Input.

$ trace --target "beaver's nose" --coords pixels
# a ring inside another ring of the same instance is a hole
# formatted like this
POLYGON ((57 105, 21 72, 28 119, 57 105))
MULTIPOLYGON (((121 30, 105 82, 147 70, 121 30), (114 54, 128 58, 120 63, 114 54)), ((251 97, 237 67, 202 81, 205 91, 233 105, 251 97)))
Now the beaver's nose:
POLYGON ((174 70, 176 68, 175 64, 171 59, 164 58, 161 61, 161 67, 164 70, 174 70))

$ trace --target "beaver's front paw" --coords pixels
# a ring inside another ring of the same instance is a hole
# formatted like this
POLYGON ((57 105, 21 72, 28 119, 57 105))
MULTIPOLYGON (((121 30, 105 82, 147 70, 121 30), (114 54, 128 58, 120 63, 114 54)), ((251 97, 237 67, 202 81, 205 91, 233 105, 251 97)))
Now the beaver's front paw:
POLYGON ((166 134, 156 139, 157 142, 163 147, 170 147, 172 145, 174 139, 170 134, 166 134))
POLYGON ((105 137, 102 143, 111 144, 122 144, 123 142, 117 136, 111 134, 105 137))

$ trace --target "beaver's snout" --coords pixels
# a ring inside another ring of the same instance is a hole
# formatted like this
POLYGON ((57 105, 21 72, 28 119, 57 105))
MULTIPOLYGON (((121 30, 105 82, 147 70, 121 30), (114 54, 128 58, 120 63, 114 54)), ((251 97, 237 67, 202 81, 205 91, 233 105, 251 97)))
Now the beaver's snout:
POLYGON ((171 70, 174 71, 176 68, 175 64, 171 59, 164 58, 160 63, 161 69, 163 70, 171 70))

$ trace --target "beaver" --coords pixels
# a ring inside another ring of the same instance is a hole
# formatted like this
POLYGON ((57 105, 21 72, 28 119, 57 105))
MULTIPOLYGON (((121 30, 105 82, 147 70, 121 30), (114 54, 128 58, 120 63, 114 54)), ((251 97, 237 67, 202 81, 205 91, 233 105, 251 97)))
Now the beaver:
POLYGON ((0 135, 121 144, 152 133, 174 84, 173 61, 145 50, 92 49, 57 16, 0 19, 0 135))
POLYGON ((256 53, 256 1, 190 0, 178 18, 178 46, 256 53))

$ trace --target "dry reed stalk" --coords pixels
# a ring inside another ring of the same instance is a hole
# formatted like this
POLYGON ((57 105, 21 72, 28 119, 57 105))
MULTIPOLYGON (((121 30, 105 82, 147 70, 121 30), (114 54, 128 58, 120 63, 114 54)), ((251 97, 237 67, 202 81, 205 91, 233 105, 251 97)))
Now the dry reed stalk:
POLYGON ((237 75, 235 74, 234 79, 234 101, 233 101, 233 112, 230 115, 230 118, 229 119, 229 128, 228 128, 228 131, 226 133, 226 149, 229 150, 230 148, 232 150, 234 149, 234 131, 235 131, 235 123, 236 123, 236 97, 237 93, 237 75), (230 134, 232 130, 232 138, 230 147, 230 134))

--

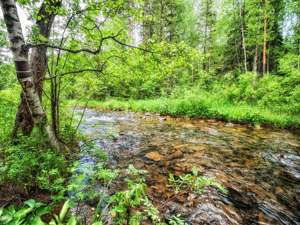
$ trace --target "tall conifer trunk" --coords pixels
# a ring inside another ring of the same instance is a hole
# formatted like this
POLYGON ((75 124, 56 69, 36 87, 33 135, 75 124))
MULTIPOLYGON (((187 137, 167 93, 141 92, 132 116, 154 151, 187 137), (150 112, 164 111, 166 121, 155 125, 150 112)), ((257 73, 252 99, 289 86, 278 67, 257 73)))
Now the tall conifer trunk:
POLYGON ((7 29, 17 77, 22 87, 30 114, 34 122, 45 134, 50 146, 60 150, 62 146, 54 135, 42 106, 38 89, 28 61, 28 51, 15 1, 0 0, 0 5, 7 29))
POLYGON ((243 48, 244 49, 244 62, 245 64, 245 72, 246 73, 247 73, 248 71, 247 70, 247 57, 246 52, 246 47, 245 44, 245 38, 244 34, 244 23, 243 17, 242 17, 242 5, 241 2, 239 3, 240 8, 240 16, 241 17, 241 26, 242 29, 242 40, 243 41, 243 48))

Work to do.
List every line in the data above that contains the string "trunk".

Answer to this problem.
$ trace --target "tall conifer trunk" --coords pixels
Now the tall conifer trunk:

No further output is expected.